**Goal of the exercise**:
Render every line from the one containing "the shadow of man's head" through the last line of the rows, both included, as a Markdown table with the columns Index and Line, leaving out blank lines.

**Task data**:
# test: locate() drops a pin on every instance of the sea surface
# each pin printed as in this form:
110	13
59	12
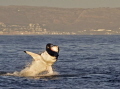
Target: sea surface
85	62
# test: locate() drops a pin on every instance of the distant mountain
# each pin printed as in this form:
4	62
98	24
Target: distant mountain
62	19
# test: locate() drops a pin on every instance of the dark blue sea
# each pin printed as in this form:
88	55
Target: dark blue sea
85	62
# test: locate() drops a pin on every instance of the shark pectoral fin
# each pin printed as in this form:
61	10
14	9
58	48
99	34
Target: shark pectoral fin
33	55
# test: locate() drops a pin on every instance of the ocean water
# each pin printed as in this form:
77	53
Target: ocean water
85	62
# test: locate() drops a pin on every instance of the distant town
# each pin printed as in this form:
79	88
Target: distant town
33	20
36	29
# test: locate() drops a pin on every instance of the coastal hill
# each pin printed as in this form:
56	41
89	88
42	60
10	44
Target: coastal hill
63	19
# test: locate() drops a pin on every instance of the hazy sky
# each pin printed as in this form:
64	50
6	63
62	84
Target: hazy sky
64	3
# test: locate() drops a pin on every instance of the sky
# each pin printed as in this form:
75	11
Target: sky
64	3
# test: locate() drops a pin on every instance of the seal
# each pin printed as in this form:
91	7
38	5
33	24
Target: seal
41	62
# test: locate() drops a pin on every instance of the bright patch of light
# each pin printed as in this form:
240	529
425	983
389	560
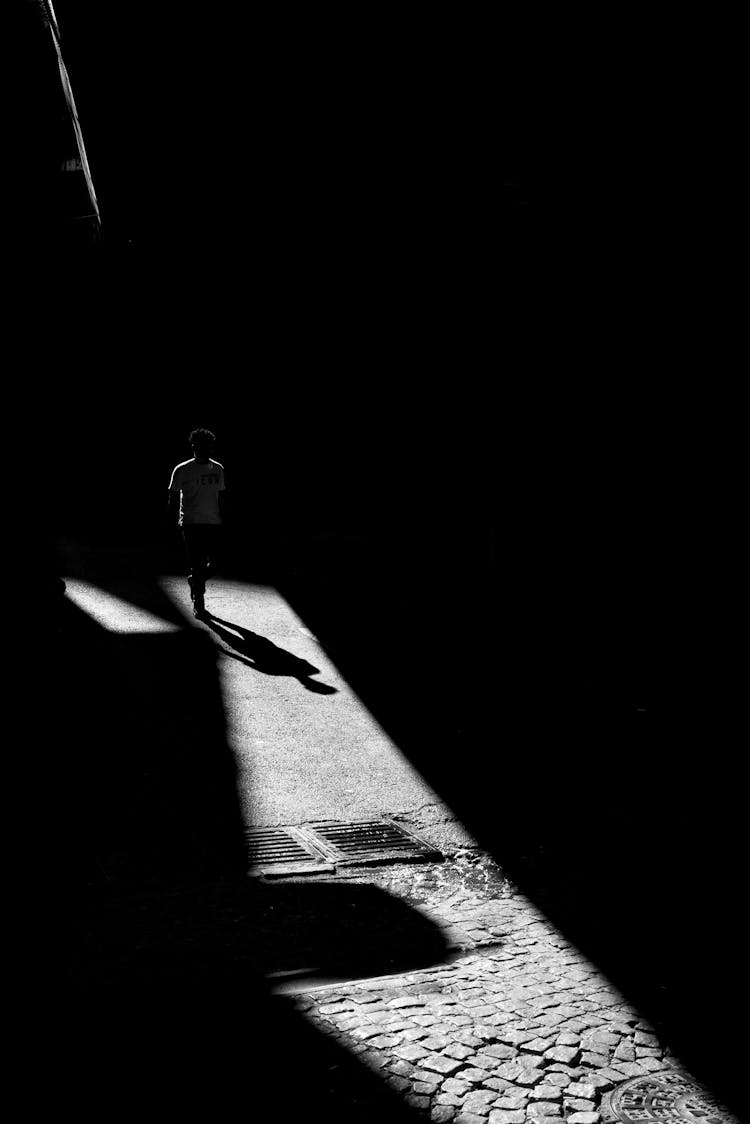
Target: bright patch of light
113	613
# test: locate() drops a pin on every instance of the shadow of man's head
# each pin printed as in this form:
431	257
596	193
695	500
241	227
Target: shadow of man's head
265	656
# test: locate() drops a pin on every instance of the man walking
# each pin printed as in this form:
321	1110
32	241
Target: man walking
199	486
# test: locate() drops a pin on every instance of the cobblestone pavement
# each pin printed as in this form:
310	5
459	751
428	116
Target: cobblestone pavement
518	1027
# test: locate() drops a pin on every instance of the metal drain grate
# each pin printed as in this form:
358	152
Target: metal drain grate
367	842
282	850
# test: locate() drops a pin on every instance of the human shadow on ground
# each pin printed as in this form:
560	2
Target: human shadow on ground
147	944
263	655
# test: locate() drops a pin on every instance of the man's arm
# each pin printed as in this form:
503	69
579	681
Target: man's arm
172	507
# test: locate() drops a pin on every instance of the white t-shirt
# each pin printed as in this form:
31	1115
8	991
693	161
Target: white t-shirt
198	486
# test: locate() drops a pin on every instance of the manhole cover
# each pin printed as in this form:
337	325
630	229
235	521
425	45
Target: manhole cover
668	1097
282	850
366	842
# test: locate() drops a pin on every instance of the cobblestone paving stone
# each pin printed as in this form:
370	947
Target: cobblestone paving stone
518	1029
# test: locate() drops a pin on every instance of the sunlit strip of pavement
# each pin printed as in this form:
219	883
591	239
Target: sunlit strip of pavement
306	746
521	1029
113	613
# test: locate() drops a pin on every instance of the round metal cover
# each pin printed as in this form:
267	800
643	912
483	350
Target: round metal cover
668	1097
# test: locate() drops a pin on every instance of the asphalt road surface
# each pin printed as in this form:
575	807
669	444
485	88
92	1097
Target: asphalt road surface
306	748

**Answer to the exercise**:
| Index | Line |
|---|---|
| 1 | # test: locate() drops a pin on every instance of the shadow of man's head |
| 2 | # each pin printed as in this form: |
| 3 | 431	257 |
| 4 | 596	193 |
| 5 | 695	500 |
| 6 | 241	227 |
| 7 | Target: shadow of man's head |
| 8 | 265	656 |
| 9 | # test: locate() drops a pin on every instance of the man walking |
| 10 | # each pin printed as in this form: |
| 11 | 321	1110 |
| 12 | 32	241 |
| 13 | Target: man walking |
| 14 | 199	486 |
| 15 | # test: locate() drops a pin on every instance of the cobblestone pavement |
| 16 | # each pin printed as in this form: |
| 17 | 310	5 |
| 18 | 459	751 |
| 19 | 428	116 |
| 20 | Target: cobblestone pavement |
| 21 | 518	1027 |
| 22 | # test: locate() drops a pin on every instance of the metal drain grate |
| 23 | # each pin printed as in this form: |
| 24 | 358	152 |
| 25 | Target: metal drain grate |
| 26 | 367	842 |
| 27 | 282	850 |
| 28 | # test: locate() drops a pin on every instance of the human shadow on ground |
| 29 | # each pin printed as in this form: |
| 30 | 560	2 |
| 31 | Target: human shadow on ground |
| 32 | 147	944 |
| 33 | 263	655 |
| 34 | # test: locate() drops a pin on every instance of the man's arm |
| 35 | # each pin printed as in this form: |
| 36 | 503	69 |
| 37 | 579	681 |
| 38 | Target: man's arm |
| 39 | 172	507 |
| 40 | # test: locate() drops a pin on every instance of the white t-shirt |
| 41 | # each pin printed as in this form: |
| 42 | 31	1115 |
| 43 | 8	991 |
| 44 | 693	161 |
| 45 | Target: white t-shirt |
| 46 | 198	486 |
| 47 | # test: locate() drops a pin on every instance of the manhole cover |
| 48 | # each pin printed as in this form: |
| 49 | 337	325 |
| 50 | 630	229 |
| 51 | 235	521 |
| 52 | 425	45 |
| 53 | Target: manhole cover |
| 54 | 668	1097 |
| 55 | 282	850 |
| 56 | 366	842 |
| 57 | # test: locate() drops a pin on every instance of the cobblestone paving stone |
| 58 | # each pin printed as in this form: |
| 59 | 370	947 |
| 60 | Target: cobblestone paving stone |
| 61 | 518	1029 |
| 62 | # test: locate() drops a pin on every instance of the sunlit strip of pavement |
| 63 | # each pin printed as in this form: |
| 64 | 219	883 |
| 65 | 591	239 |
| 66 | Target: sunlit strip of pavement |
| 67 | 306	746 |
| 68 | 521	1029 |
| 69 | 113	613 |
| 70 | # test: locate() drops a pin on every instance of the round metal cover |
| 71 | # each pin printed as in this form: |
| 72 | 267	800 |
| 73 | 643	912 |
| 74 | 483	350 |
| 75 | Target: round metal cover |
| 76 | 668	1097 |
| 77 | # test: locate() drops a pin on every instance of the asphalt road surface |
| 78 | # each pin printed as in this form: |
| 79 | 575	807 |
| 80 | 669	444 |
| 81 | 485	88 |
| 82 | 92	1097 |
| 83 | Target: asphalt road surface |
| 84 | 306	748 |